PROBLEM DESCRIPTION = Render the stretch of the records below from the line that contains "locate the desert" through the line that contains "0,165 -> 449,299", including both, as a Markdown table with the columns Entry and Content. Number each line in order and leave out blank lines.

DATA SHOWN =
---*---

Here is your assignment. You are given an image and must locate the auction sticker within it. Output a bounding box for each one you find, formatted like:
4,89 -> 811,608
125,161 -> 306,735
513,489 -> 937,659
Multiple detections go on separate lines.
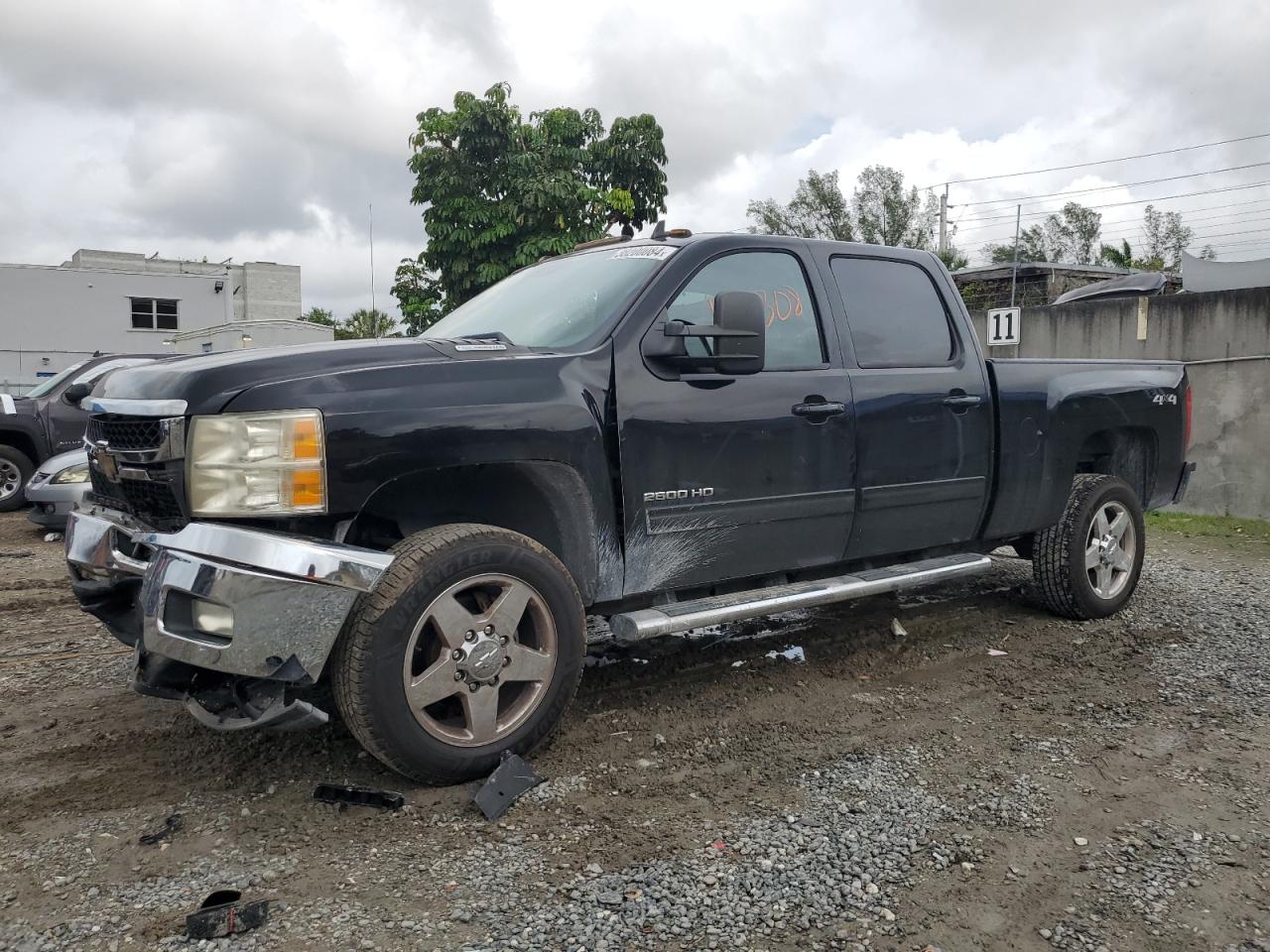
608,245 -> 680,262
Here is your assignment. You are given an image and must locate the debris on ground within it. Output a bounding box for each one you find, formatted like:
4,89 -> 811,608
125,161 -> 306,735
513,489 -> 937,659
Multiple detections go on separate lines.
314,783 -> 405,810
767,645 -> 807,661
137,813 -> 186,847
186,890 -> 269,939
473,751 -> 541,820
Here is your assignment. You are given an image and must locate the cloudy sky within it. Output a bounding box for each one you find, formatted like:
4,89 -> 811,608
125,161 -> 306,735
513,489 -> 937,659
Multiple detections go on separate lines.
0,0 -> 1270,314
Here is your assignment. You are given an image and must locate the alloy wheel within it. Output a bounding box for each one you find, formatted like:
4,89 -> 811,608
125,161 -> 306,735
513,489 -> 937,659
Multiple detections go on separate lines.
401,574 -> 558,747
1084,502 -> 1138,599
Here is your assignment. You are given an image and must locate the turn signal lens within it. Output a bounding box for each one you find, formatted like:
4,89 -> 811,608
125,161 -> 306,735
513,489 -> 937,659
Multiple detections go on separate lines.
291,470 -> 325,509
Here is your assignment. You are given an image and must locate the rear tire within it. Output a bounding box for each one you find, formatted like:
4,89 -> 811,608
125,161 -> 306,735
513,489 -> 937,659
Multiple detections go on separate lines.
1033,473 -> 1146,620
0,445 -> 36,513
331,523 -> 585,784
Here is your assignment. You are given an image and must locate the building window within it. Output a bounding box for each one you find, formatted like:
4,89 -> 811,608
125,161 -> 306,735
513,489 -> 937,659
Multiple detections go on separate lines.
130,298 -> 177,330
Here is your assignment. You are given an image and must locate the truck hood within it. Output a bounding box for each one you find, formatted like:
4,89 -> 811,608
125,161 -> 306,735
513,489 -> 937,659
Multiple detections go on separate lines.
94,337 -> 531,414
0,394 -> 37,424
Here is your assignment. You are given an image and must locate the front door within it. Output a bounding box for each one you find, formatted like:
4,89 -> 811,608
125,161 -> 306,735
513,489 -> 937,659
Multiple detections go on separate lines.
617,250 -> 853,594
829,255 -> 993,559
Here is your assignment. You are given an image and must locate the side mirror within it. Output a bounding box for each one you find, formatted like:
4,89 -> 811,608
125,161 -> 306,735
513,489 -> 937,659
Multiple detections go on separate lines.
644,291 -> 767,377
715,291 -> 767,377
63,384 -> 92,407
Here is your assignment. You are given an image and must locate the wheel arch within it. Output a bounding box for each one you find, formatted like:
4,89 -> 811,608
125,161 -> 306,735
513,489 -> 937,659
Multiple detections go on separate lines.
1076,426 -> 1160,509
0,429 -> 44,466
343,459 -> 606,604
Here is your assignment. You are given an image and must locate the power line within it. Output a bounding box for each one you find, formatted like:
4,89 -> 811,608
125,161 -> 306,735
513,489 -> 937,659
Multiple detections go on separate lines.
960,178 -> 1270,222
926,132 -> 1270,187
953,198 -> 1270,234
957,218 -> 1270,251
957,162 -> 1270,208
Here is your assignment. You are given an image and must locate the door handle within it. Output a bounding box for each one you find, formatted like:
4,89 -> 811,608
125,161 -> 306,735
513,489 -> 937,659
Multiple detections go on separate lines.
790,400 -> 847,418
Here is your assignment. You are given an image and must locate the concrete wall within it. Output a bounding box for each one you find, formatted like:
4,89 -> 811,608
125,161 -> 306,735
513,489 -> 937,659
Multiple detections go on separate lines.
971,289 -> 1270,520
63,248 -> 300,321
0,264 -> 234,394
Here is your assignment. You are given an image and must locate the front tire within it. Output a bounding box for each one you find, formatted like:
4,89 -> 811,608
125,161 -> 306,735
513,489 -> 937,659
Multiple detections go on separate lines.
0,445 -> 36,513
1033,473 -> 1146,620
331,523 -> 585,784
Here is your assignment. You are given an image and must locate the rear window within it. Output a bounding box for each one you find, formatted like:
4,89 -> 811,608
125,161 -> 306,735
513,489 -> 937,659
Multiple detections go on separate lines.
831,258 -> 952,367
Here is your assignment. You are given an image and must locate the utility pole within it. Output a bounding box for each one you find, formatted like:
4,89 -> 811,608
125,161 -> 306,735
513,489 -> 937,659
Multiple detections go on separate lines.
1010,204 -> 1024,307
366,204 -> 375,311
940,181 -> 949,255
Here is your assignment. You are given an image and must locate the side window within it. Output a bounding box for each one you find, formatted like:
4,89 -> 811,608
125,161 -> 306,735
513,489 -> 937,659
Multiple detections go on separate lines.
667,251 -> 825,371
830,258 -> 952,367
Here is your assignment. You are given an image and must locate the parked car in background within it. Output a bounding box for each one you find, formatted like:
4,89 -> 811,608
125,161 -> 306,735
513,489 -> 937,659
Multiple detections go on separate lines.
27,448 -> 92,532
0,354 -> 171,513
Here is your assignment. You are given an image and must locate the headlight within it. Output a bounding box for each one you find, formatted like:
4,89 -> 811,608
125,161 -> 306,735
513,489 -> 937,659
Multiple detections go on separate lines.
51,463 -> 87,484
187,410 -> 326,516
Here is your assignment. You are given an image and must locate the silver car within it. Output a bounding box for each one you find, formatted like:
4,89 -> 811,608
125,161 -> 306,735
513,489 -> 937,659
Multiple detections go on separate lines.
27,449 -> 92,532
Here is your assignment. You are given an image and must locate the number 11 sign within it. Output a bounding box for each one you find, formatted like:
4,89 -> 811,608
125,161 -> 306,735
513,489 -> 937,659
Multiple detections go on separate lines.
988,307 -> 1020,346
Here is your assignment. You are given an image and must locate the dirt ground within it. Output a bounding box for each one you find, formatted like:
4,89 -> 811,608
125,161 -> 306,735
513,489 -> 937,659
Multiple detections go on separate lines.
0,514 -> 1270,952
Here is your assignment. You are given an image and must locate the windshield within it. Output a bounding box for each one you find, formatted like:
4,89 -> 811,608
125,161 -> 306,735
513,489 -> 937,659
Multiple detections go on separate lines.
422,245 -> 677,349
27,361 -> 87,396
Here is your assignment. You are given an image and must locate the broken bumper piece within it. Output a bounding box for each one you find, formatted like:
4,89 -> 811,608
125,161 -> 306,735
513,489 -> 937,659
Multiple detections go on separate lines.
66,509 -> 393,730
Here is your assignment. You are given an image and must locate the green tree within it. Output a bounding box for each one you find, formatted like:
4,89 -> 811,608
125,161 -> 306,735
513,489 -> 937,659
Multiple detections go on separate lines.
1142,204 -> 1195,271
851,165 -> 939,248
983,225 -> 1054,264
408,82 -> 666,307
935,245 -> 970,272
300,307 -> 335,327
335,307 -> 401,340
393,254 -> 449,336
745,169 -> 854,241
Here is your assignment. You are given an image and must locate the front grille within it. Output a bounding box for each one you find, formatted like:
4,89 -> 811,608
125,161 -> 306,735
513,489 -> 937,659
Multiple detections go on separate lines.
83,414 -> 188,531
83,414 -> 167,450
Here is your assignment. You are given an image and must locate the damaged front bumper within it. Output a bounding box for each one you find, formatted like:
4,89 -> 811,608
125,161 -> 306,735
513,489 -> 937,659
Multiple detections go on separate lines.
66,508 -> 393,730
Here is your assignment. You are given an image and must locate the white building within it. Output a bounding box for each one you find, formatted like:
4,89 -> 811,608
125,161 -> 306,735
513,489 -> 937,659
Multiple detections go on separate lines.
0,249 -> 331,394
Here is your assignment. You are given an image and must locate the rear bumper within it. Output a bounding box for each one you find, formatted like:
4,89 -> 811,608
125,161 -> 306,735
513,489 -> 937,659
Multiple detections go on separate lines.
66,508 -> 393,695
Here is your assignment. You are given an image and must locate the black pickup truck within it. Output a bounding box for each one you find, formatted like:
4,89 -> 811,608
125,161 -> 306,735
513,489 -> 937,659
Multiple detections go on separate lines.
66,230 -> 1190,781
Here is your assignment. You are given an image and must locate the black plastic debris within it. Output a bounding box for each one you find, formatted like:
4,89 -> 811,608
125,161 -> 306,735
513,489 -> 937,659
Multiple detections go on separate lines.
139,813 -> 186,847
475,753 -> 546,820
186,890 -> 269,939
314,783 -> 405,810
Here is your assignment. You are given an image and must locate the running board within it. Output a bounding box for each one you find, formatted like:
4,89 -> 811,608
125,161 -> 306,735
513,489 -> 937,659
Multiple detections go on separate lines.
608,554 -> 992,643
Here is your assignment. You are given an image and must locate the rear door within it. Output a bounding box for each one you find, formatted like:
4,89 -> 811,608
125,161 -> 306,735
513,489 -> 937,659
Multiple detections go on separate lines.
616,242 -> 853,594
826,251 -> 993,558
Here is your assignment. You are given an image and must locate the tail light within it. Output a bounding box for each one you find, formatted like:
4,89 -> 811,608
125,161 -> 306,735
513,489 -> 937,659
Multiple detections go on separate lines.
1183,387 -> 1192,453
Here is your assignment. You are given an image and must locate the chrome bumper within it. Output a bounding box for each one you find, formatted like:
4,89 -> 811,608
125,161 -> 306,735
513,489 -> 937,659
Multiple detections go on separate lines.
66,509 -> 393,683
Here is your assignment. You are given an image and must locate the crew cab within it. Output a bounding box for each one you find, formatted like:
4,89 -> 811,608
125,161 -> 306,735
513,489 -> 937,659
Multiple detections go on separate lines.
66,234 -> 1192,783
0,354 -> 165,513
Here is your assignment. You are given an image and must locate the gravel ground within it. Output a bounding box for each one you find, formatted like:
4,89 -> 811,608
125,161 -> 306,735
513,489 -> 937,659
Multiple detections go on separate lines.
0,516 -> 1270,952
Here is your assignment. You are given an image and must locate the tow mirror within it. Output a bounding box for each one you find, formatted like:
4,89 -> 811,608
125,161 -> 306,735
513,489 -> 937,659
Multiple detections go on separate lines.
645,291 -> 767,377
63,384 -> 92,407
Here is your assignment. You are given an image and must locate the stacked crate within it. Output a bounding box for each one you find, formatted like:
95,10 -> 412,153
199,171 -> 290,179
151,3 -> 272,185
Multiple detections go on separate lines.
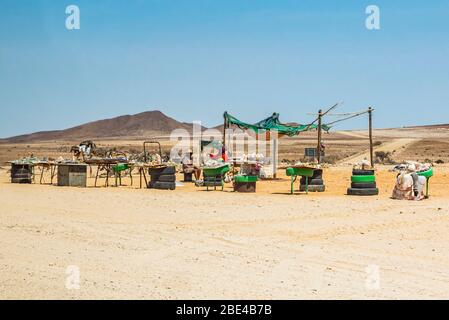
148,166 -> 176,190
299,169 -> 326,192
347,169 -> 379,196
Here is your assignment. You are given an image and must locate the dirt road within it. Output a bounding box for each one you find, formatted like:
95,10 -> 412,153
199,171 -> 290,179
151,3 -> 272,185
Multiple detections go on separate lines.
0,168 -> 449,299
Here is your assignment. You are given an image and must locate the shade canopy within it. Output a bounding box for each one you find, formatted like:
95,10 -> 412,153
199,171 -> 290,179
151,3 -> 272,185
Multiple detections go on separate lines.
224,112 -> 330,136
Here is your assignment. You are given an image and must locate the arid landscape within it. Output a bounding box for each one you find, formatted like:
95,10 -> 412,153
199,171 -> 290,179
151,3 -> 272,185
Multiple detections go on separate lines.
0,111 -> 449,299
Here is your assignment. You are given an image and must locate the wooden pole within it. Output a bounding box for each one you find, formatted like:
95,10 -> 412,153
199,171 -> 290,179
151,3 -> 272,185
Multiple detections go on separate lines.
368,107 -> 374,167
223,112 -> 228,146
316,109 -> 323,163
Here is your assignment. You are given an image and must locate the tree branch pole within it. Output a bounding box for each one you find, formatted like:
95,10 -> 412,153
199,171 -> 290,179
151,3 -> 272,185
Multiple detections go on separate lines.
223,112 -> 228,147
368,107 -> 374,167
316,109 -> 323,163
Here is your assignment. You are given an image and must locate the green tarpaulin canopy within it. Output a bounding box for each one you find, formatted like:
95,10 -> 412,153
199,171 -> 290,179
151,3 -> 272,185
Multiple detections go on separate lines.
224,112 -> 330,136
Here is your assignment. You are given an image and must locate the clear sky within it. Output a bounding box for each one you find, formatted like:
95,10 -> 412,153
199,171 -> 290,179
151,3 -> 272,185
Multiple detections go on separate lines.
0,0 -> 449,137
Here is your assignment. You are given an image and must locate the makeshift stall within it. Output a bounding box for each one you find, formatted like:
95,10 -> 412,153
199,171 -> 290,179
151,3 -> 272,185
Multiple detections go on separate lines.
223,112 -> 324,178
84,158 -> 132,187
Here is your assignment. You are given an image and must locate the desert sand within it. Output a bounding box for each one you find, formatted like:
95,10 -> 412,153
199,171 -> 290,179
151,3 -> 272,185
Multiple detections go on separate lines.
0,165 -> 449,299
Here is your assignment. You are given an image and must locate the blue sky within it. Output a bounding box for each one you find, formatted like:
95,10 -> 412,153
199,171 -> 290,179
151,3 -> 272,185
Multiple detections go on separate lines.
0,0 -> 449,137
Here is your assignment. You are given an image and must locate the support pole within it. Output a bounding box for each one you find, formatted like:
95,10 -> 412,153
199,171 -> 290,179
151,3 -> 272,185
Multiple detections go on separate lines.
368,107 -> 374,167
316,109 -> 323,163
223,111 -> 228,147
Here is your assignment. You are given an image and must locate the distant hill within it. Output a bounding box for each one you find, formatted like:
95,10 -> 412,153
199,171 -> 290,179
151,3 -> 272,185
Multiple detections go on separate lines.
1,110 -> 204,142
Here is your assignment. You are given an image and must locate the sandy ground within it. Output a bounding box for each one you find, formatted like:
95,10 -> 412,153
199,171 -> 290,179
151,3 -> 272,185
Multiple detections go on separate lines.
0,167 -> 449,299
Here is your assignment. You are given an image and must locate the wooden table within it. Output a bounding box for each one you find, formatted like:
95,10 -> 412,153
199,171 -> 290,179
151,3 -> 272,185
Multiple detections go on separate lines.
84,158 -> 128,187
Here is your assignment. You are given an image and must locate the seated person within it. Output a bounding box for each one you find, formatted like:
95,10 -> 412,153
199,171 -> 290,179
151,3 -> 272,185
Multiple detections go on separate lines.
182,150 -> 201,180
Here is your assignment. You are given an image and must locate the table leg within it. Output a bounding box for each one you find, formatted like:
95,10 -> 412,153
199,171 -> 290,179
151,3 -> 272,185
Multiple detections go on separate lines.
290,175 -> 295,194
94,166 -> 100,187
306,177 -> 309,194
142,169 -> 148,188
39,166 -> 44,184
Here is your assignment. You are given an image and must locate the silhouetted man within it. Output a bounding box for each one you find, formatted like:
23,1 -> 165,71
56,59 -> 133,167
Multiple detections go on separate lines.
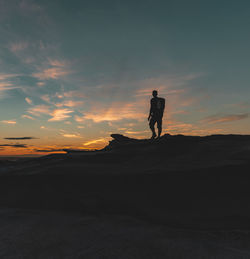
148,90 -> 165,139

---*---

FULL SOLUTION =
| Entry | Content |
|---|---|
| 1 | Here is your assignment. You are given an image and must locate the desert sand within it. Output a bounding box for each one you find, formatted like: |
| 2 | 95,10 -> 412,153 |
| 3 | 199,171 -> 290,179 |
| 4 | 151,3 -> 272,185 |
| 5 | Multiple detections go on separate lines. |
| 6 | 0,165 -> 449,299 |